* [Short problem]: Rescale the items from the line containing "Would you be able to point at the man's hand" through the end of the items, inclusive, and return only those lines with the requests unchanged. Multiply every x and y coordinate in the answers by 2.35, rounding to whole numbers with halves going up.

* [Available data]:
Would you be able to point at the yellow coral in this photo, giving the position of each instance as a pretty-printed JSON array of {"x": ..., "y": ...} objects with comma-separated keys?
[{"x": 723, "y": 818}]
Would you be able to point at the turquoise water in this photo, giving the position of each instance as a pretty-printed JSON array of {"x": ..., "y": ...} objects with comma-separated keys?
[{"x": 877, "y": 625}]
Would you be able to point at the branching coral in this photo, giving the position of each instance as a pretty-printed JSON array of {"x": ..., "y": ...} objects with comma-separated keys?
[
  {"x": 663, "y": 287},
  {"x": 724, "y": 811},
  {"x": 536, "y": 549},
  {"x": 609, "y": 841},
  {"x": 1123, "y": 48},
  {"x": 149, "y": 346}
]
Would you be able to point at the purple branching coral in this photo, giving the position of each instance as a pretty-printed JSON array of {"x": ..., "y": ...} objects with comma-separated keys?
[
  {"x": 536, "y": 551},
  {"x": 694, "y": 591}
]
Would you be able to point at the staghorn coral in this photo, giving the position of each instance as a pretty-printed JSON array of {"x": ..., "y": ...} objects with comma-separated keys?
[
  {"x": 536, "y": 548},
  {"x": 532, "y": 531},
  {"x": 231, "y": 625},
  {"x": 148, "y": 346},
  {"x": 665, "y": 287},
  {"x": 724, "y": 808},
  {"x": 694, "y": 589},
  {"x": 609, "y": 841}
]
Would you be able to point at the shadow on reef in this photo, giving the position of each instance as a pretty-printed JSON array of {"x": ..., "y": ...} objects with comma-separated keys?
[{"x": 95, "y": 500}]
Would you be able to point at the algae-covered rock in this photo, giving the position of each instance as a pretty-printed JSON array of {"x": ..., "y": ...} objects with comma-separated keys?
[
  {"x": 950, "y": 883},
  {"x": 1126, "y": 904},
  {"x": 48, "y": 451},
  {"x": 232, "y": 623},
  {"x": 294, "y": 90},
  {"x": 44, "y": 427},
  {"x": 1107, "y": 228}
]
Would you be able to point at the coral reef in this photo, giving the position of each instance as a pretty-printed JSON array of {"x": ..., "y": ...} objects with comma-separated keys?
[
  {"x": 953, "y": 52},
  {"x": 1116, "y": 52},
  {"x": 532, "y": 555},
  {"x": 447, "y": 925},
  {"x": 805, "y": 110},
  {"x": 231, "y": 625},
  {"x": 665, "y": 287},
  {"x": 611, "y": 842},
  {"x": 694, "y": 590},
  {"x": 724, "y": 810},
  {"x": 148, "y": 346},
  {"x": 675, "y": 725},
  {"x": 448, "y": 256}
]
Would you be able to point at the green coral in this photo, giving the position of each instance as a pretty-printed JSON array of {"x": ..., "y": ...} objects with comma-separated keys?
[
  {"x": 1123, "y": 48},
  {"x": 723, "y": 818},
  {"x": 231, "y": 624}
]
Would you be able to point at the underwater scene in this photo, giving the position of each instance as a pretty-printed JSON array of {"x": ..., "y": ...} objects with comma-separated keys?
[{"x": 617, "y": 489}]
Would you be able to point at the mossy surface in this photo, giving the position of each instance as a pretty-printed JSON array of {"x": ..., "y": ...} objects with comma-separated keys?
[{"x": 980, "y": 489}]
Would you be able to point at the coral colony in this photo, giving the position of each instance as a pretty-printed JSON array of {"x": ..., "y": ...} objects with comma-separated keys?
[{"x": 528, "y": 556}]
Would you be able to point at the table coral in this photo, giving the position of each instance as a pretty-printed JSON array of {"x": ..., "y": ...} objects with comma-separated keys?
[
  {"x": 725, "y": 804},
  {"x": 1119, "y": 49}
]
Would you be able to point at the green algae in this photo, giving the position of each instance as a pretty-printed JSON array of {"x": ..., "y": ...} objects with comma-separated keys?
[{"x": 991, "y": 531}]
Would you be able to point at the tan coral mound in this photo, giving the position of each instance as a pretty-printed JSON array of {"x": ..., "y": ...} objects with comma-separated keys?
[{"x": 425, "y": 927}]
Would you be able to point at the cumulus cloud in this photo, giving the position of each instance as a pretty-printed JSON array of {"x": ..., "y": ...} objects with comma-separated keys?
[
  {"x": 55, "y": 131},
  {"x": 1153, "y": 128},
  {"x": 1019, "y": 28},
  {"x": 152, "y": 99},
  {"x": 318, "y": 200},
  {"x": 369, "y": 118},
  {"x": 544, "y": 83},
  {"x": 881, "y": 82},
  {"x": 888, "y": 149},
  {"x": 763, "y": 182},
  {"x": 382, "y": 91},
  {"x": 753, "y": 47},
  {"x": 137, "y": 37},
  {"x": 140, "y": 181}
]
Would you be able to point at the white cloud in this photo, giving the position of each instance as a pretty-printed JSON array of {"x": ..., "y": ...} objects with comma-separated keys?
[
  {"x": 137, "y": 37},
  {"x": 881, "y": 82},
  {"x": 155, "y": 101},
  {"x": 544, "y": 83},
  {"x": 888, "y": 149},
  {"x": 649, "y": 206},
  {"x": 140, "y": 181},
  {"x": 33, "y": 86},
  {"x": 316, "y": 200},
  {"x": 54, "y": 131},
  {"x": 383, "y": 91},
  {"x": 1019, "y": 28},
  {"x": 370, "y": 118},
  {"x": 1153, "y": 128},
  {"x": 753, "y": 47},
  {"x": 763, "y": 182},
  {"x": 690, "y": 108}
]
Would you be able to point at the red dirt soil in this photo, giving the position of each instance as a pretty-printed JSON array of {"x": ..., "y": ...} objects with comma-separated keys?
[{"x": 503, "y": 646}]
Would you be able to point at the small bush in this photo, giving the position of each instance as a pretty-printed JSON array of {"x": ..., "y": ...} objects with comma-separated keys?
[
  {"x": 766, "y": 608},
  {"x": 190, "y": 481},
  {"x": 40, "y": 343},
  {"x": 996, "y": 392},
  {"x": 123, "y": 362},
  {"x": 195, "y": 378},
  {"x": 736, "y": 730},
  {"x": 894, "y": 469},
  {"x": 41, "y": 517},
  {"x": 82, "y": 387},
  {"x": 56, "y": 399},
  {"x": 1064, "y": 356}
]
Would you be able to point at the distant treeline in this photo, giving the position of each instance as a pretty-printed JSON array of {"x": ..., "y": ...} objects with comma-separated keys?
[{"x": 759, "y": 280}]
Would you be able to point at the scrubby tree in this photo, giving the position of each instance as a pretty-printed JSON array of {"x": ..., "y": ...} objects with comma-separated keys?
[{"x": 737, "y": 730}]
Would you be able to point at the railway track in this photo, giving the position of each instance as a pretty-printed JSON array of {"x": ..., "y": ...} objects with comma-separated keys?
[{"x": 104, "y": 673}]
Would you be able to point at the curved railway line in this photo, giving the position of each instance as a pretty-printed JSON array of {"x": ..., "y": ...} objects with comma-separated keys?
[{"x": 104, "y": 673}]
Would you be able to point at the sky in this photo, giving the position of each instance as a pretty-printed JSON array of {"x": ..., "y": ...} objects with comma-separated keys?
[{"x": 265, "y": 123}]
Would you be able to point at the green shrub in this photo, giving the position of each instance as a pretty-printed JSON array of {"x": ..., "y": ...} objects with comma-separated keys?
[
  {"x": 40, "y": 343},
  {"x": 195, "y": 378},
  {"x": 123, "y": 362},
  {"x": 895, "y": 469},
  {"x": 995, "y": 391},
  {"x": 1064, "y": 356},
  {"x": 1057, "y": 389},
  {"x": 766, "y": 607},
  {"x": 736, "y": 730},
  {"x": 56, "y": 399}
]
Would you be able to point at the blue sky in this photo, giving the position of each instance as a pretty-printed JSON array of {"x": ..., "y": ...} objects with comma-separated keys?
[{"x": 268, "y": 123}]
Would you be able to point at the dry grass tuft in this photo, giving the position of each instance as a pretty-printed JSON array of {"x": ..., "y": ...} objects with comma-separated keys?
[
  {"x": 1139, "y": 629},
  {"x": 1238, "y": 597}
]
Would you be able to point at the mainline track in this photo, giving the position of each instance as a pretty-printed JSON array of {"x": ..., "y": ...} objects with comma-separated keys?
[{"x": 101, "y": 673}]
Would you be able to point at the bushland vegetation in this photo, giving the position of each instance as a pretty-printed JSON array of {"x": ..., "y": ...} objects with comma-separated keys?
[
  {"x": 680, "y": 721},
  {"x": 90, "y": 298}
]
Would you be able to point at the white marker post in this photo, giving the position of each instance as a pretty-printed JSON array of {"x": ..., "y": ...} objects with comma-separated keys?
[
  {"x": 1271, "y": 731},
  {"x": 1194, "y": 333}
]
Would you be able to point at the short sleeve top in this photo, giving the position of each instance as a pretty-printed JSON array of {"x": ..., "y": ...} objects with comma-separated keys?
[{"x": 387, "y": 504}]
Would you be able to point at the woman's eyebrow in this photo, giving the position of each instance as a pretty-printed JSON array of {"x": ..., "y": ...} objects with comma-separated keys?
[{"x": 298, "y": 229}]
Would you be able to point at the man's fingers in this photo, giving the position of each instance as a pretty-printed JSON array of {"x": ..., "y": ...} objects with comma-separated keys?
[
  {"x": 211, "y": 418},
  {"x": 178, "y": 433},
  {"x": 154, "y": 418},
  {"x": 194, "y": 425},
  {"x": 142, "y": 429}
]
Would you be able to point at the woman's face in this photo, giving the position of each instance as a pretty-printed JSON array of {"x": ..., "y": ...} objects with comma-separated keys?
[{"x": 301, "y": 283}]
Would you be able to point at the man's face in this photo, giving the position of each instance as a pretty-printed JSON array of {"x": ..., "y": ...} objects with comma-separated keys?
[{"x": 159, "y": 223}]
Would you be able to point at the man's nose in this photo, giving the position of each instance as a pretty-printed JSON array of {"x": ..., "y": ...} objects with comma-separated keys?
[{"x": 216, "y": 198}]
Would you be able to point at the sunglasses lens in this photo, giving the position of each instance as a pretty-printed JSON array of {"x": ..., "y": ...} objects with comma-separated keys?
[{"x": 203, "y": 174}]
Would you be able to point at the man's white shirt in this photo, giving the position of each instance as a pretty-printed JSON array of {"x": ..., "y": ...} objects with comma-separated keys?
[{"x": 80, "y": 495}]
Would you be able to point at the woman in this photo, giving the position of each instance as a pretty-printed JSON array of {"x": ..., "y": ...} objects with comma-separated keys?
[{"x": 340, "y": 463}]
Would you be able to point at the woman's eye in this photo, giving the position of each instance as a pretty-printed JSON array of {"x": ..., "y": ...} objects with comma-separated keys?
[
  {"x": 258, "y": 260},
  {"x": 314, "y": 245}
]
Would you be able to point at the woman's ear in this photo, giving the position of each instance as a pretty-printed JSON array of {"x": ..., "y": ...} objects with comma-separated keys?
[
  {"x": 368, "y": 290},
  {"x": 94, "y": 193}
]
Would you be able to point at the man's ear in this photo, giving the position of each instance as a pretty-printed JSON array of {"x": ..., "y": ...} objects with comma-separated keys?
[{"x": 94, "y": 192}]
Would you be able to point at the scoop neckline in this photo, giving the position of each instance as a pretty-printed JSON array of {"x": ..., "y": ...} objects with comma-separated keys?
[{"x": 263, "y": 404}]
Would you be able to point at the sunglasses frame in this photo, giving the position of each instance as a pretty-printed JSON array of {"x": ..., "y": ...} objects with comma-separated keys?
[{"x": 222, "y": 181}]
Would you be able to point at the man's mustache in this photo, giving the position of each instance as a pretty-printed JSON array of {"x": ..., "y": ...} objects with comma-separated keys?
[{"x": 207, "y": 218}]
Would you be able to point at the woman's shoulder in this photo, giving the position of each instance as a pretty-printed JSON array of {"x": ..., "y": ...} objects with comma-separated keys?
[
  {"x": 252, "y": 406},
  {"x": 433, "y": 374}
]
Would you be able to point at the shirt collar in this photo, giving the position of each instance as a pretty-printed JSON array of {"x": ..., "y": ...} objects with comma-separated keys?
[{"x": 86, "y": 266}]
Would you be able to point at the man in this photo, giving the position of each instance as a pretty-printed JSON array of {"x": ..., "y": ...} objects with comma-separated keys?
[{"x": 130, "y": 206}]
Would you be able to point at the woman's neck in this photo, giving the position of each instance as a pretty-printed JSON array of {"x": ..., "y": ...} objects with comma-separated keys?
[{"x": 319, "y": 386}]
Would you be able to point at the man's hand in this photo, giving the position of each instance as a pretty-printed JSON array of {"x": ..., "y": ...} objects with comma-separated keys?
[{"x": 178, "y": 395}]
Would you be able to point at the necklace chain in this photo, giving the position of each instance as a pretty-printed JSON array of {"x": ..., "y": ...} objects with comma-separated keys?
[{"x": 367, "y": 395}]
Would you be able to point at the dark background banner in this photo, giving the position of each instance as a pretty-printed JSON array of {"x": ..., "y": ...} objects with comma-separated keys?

* [Expected answer]:
Would you be able to point at the man's hand in this photo, giving the position of each instance as a pretty-printed JSON array of {"x": ..., "y": ...} objects with comma-separated keys?
[{"x": 418, "y": 928}]
Would you be able to point at the necklace chain in this photo, giving the position of each instance as a pretty-printed JSON array of {"x": ..., "y": ...} objects with comma-separated keys?
[{"x": 862, "y": 928}]
Would you be able to point at the dark background banner in this photo, giving the position of each instance as a pretty-printed JSON array of {"x": ..., "y": ...} objects with comma-separated keys?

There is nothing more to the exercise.